* [Required tasks]
a - From the business verification passage, set down the words starting at "The conventional method" and ending at "manual KYB verification.".
b - Answer these questions from the business verification passage:
(i) How many persons did the Anti-Bank Fraud Wing arrest on 6th Feb 2020?
(ii) In the 2019 Thomson Reuters survey, what percentage of respondents used manual document scanning during client onboarding?
(iii) What percentage of respondents in the Thomson Reuters report said data accuracy was very important?
c - Extend the business verification passage by writing what comes after its final sentence.

* [Selected passage]
########
These kinds of fraud involve a bogus organization. It registers as a genuine service company. The objective is to scheme people into providing payments by cash or through fraud accounts. Recently this has become a pain point in multiple states.

The Anti-Bank Fraud Wing of the Central Crime Branch on 6th Feb 2020 arrested six persons. The accused were running a call center in Pazhavanthangal (Chennai). They cheated several persons who sought loans online. In a similar incident this year, 4 fraudsters were arrested in connection to fraud of Rs 2 crore from more than five banks. This was done by pledging forged land documents. With KYB, the business information could have been traced early on.

Challenges associated with manual business verification

Businesses are required to verify customers, corporate clients, and other critical information under the KYB guidelines. Some of the major challenges for this process are are:

Time taking manual onboarding process

 

Normally, KYB verification for customer onboarding can be a hectic manual process. This is because it requires extensive efforts. In a 2019 Survey Report by Thomson Reuters on AML Insights, 47% of respondents used manual document scanning during client onboarding. This ensured a robust digital identity verification at the expense of laborious effort. The report further states that 4/10 companies employ no digital verification at account opening.

The conventional method leads to a frustrating customer experience. Customers are probable to abandon the account creation process. Moreover, the chances of errors and mistakes when done manually are higher.

High compliance cost

In the Thomson Reuters report, 95 % of respondents reported that data accuracy was very important. 93% cited both well-structured data and company reputation/credibility were also crucial. High costs are required for manually retrieving UBO information. These other factors also drive up the cost for manual KYB verification.

Complex ownership structure

KYC/KYB regulatory directives such as AMLD5 and PSD2 CDD rules make it necessary to verify and identify the business entities. This becomes a mandatory regulatory requirement. Financial institutions rely on gathering business details from clients. This is done with a manual process of filling in forms and verifying the information manually. There exists a high probability of data discrepancies to occur in this process.
########
* [Excerpts from point-annotation data]
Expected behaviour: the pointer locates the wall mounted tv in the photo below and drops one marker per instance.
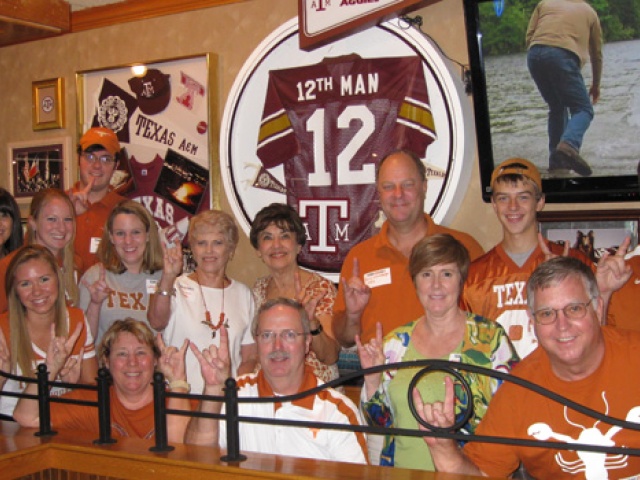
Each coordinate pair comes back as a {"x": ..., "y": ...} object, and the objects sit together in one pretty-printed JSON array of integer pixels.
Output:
[{"x": 511, "y": 116}]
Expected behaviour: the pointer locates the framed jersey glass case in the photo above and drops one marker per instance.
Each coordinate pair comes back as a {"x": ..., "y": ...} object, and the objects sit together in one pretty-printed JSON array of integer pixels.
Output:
[
  {"x": 309, "y": 127},
  {"x": 160, "y": 111}
]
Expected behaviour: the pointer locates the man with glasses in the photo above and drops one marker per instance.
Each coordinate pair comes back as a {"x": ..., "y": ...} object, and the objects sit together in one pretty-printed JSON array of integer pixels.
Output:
[
  {"x": 496, "y": 285},
  {"x": 579, "y": 359},
  {"x": 282, "y": 332},
  {"x": 92, "y": 196}
]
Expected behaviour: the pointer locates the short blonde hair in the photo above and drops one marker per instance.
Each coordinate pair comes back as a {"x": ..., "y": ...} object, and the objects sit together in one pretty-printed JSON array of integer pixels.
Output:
[
  {"x": 21, "y": 346},
  {"x": 439, "y": 249},
  {"x": 138, "y": 329},
  {"x": 39, "y": 201},
  {"x": 216, "y": 220},
  {"x": 152, "y": 259}
]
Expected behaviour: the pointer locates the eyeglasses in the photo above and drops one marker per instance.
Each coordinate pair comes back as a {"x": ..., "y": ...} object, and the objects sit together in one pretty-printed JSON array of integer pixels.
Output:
[
  {"x": 287, "y": 336},
  {"x": 573, "y": 311},
  {"x": 104, "y": 159}
]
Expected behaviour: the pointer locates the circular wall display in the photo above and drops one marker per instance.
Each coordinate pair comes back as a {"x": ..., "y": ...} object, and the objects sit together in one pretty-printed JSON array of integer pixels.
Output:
[{"x": 307, "y": 128}]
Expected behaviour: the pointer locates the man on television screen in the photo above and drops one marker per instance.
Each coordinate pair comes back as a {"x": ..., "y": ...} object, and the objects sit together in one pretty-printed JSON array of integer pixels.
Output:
[{"x": 560, "y": 37}]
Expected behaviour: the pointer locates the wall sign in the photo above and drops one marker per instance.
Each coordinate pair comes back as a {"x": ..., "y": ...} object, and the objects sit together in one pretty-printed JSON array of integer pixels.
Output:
[
  {"x": 160, "y": 113},
  {"x": 308, "y": 128},
  {"x": 325, "y": 19}
]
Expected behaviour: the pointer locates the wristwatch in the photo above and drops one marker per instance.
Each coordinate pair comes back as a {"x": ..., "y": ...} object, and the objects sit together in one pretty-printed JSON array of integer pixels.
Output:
[{"x": 317, "y": 331}]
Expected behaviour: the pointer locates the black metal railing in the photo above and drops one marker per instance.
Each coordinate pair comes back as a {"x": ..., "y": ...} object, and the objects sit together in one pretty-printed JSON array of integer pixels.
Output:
[{"x": 233, "y": 419}]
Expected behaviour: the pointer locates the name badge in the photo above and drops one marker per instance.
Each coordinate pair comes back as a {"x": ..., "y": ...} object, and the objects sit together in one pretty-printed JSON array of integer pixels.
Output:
[
  {"x": 378, "y": 278},
  {"x": 95, "y": 243},
  {"x": 152, "y": 286}
]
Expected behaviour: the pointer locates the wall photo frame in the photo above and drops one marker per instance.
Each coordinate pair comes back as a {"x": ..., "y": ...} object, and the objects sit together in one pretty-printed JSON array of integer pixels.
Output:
[
  {"x": 161, "y": 112},
  {"x": 38, "y": 164},
  {"x": 592, "y": 232},
  {"x": 48, "y": 104}
]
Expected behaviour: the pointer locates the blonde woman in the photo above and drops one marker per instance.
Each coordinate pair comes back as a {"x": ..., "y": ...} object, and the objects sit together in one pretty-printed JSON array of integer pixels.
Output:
[
  {"x": 130, "y": 267},
  {"x": 197, "y": 305},
  {"x": 38, "y": 313},
  {"x": 52, "y": 224}
]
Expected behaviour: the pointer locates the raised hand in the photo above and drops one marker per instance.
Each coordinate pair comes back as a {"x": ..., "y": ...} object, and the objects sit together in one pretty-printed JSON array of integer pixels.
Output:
[
  {"x": 98, "y": 290},
  {"x": 60, "y": 349},
  {"x": 72, "y": 368},
  {"x": 371, "y": 355},
  {"x": 438, "y": 414},
  {"x": 215, "y": 363},
  {"x": 172, "y": 360},
  {"x": 80, "y": 199},
  {"x": 172, "y": 257},
  {"x": 356, "y": 293},
  {"x": 613, "y": 271},
  {"x": 5, "y": 358},
  {"x": 306, "y": 298}
]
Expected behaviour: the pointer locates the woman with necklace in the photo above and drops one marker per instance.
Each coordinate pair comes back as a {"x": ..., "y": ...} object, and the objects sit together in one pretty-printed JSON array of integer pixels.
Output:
[
  {"x": 196, "y": 306},
  {"x": 278, "y": 235},
  {"x": 438, "y": 266}
]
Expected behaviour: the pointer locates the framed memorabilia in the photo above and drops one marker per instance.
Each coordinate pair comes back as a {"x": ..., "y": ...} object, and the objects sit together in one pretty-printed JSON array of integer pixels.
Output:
[
  {"x": 48, "y": 104},
  {"x": 308, "y": 128},
  {"x": 592, "y": 232},
  {"x": 511, "y": 116},
  {"x": 160, "y": 111},
  {"x": 36, "y": 165}
]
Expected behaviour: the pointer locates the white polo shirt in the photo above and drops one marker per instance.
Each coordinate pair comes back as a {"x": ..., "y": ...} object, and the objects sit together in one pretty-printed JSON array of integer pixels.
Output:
[{"x": 323, "y": 444}]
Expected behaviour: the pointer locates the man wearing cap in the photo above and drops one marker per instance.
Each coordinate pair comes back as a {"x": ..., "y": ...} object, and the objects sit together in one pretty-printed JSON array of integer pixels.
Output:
[
  {"x": 375, "y": 281},
  {"x": 496, "y": 284},
  {"x": 92, "y": 196}
]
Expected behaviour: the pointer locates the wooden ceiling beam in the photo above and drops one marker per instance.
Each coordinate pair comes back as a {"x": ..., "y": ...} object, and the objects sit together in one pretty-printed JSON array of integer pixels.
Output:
[{"x": 133, "y": 10}]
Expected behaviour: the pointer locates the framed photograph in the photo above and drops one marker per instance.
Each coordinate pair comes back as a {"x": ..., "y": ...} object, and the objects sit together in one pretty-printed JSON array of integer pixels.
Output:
[
  {"x": 511, "y": 115},
  {"x": 160, "y": 111},
  {"x": 36, "y": 165},
  {"x": 48, "y": 104},
  {"x": 592, "y": 232}
]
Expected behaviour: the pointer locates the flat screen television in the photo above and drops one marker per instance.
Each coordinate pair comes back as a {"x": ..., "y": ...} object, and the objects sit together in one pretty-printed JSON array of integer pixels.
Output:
[{"x": 511, "y": 116}]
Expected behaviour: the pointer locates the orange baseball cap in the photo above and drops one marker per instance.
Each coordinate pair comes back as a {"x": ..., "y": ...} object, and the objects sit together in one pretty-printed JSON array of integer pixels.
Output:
[
  {"x": 517, "y": 166},
  {"x": 101, "y": 136}
]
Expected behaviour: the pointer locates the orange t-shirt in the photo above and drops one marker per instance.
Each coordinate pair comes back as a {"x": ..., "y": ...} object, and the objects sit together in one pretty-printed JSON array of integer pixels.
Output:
[
  {"x": 89, "y": 228},
  {"x": 519, "y": 413},
  {"x": 393, "y": 300},
  {"x": 496, "y": 288}
]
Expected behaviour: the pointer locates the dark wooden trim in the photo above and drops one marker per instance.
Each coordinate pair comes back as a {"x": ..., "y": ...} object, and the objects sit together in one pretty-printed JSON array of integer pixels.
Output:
[
  {"x": 588, "y": 215},
  {"x": 133, "y": 10}
]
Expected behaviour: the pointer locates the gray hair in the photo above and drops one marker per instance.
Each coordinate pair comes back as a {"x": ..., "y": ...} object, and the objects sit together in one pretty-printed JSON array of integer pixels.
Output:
[
  {"x": 422, "y": 170},
  {"x": 558, "y": 269},
  {"x": 286, "y": 302}
]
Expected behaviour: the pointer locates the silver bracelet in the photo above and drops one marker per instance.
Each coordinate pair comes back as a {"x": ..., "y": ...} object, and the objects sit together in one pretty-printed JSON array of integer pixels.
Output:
[{"x": 166, "y": 293}]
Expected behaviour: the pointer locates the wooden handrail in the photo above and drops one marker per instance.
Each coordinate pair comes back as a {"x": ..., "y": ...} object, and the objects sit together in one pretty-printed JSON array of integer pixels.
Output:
[{"x": 22, "y": 453}]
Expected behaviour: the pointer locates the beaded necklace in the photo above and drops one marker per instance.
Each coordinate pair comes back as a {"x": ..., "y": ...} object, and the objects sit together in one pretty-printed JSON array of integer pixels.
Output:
[{"x": 207, "y": 321}]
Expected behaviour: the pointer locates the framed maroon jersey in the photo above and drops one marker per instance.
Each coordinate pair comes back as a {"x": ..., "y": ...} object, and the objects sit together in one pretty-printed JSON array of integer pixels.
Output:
[
  {"x": 329, "y": 124},
  {"x": 309, "y": 128}
]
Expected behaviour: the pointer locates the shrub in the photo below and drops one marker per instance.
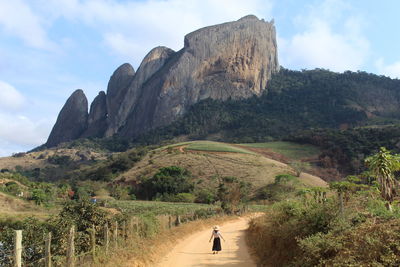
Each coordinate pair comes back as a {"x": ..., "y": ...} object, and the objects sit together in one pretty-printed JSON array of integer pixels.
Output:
[
  {"x": 169, "y": 181},
  {"x": 180, "y": 197}
]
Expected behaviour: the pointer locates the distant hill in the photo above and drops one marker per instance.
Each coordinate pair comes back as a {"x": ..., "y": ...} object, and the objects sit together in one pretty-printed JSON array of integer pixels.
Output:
[
  {"x": 294, "y": 101},
  {"x": 229, "y": 60}
]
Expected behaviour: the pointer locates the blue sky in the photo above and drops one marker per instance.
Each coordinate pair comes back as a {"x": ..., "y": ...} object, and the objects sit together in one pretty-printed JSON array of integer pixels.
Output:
[{"x": 49, "y": 48}]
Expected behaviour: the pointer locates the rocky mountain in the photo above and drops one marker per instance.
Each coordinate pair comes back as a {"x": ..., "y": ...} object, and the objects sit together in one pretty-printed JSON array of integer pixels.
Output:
[
  {"x": 232, "y": 60},
  {"x": 72, "y": 121}
]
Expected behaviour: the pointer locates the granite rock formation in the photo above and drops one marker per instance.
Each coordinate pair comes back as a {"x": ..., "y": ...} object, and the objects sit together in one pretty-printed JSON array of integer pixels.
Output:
[
  {"x": 97, "y": 121},
  {"x": 230, "y": 60},
  {"x": 72, "y": 120}
]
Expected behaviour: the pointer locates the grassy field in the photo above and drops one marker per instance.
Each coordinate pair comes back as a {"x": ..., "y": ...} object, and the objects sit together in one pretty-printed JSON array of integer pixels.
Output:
[
  {"x": 215, "y": 147},
  {"x": 290, "y": 150},
  {"x": 157, "y": 207}
]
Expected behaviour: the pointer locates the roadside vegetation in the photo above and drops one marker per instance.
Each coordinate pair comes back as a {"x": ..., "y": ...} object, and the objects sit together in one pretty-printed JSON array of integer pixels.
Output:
[{"x": 354, "y": 222}]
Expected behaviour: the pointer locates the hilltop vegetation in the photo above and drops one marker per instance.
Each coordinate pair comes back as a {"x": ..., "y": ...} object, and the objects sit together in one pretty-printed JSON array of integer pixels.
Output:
[
  {"x": 293, "y": 101},
  {"x": 350, "y": 224}
]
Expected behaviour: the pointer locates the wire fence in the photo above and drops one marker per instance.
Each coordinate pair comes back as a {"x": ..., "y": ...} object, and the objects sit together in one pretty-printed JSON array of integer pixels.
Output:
[{"x": 81, "y": 247}]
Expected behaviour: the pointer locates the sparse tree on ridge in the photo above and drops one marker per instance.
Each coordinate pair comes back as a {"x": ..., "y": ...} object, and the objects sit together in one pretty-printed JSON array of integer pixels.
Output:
[{"x": 383, "y": 164}]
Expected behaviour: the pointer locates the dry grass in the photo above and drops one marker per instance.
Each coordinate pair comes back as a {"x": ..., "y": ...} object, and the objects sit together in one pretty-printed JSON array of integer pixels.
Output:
[
  {"x": 14, "y": 207},
  {"x": 207, "y": 165},
  {"x": 39, "y": 159}
]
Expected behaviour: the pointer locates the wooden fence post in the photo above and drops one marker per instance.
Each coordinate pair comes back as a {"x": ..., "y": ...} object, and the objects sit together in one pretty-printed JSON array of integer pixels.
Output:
[
  {"x": 47, "y": 244},
  {"x": 106, "y": 237},
  {"x": 124, "y": 230},
  {"x": 93, "y": 242},
  {"x": 131, "y": 227},
  {"x": 116, "y": 234},
  {"x": 71, "y": 248},
  {"x": 18, "y": 248}
]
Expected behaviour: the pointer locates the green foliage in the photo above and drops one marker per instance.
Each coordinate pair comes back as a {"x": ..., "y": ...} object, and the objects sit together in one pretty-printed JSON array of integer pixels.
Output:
[
  {"x": 158, "y": 208},
  {"x": 12, "y": 188},
  {"x": 106, "y": 171},
  {"x": 293, "y": 101},
  {"x": 180, "y": 197},
  {"x": 383, "y": 165},
  {"x": 205, "y": 196},
  {"x": 59, "y": 159},
  {"x": 121, "y": 192},
  {"x": 167, "y": 181},
  {"x": 39, "y": 196},
  {"x": 284, "y": 178},
  {"x": 232, "y": 192},
  {"x": 216, "y": 147}
]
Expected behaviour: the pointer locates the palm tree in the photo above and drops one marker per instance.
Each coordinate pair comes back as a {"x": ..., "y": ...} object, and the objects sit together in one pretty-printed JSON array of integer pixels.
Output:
########
* [Answers for the tasks]
a -
The conventional method leads to a frustrating customer experience. Customers are probable to abandon the account creation process. Moreover, the chances of errors and mistakes when done manually are higher.

High compliance cost

In the Thomson Reuters report, 95 % of respondents reported that data accuracy was very important. 93% cited both well-structured data and company reputation/credibility were also crucial. High costs are required for manually retrieving UBO information. These other factors also drive up the cost for manual KYB verification.

b -
(i) Six persons.
(ii) 47%.
(iii) 95%.

c -
Data inconsistencies

Companies can afford manual data retrieval. But the problem of data verification remains. There are multiple sources for collecting companies’ data. Sometimes the information can be defunct or invalid.

Technology To The Rescue — Areas To Address For Automating KYB

With an increase in regulatory requirements, the above points clearly state the need to automate the current process. Here are some solutions that could help businesses:

Automated KYB onboarding

AI-powered verification opens an opportunity to increase the efficiency of the onboarding process. It also reduces the cost and speeds up the process.

The manual method for retrieving UBO information can be achieved in a fashion similar to KYC process. What used to take 24–30 days for manual KYC has been reduced to 2–3 minutes by Signzy’s VideoKYC solution.

Access to authentic business registries

Companies must have access to the properly updated business registries. This is valuable and will make business compliance an easy task. Signzy’s proprietary APIs that can easily retrieve company information. This can be done from reliable sources like from the Registrar Of Companies (ROC) database

API integrated KYB solutions

Advanced API integrated solutions can be designed to aggregate data from various sources. Businesses only need to enter the required details to retrieve data. For ex, business registration number and the jurisdiction code where the business is operating.

Signzy provides a host of microservices involve unique APIs that can extract and verify the UBO data in a matter of hours as opposed to days. Our APIs are also capable of cross referencing data across multiple govt. Databases and sanction lists.

Virtual Identification Using VideoKYC

Businesses are now turning towards automated software. This is due to increasing compliance costs. Software helps conduct checks for everything. This includes from basic forgery attempts to advanced negative checks. The data is cross-referenced against sanction lists across the world.

With Signzy’s VideoKYC, the entire process can be completed in a matter of 2–3 minutes. Our unique video conferencing tool can also allow officials to interact and verify the credibility of the data. This is done while maintaining KYB compliance as well as data accuracy.

Scope Of The KYB Market

 

The market for KYB includes multiple services. Ex: business verification, beneficial ownership identification, and risk assessment and so on. This market is projected to grow to $11.8 billion by 2022. This projection comes from OWI Labs in their recent report

The total global KYB addressable market, as of 2017, the value of the market is estimated at

$5.6 billion with an annual growth rate estimated at 16 percent, adding up to a market size of $11.8 billion in 2022

KYB in Europe

In Europe, the AMLD5 has already been implemented. It facilitates the businesses to know about the UBOs. This is to enable trust between foundations. It also ensures legality of the entities to comprehend the structure of the business and customers.

Devoid of commitment to KYB and other related AML activities can have extreme consequences. For example, Deutsche Bank was fined $16.6 million last year by Frankfurt prosecutors. This was due to failure to observe suspicious transactions. This came as a direct result from their poor management of their AML processes. Previously, a £163 million fine from the UK’s Financial Conduct Authority. This was again due to effective AML oversight. Criminal activity associated with a business can also harm credibility and reputation. It can also cause other business disruptions.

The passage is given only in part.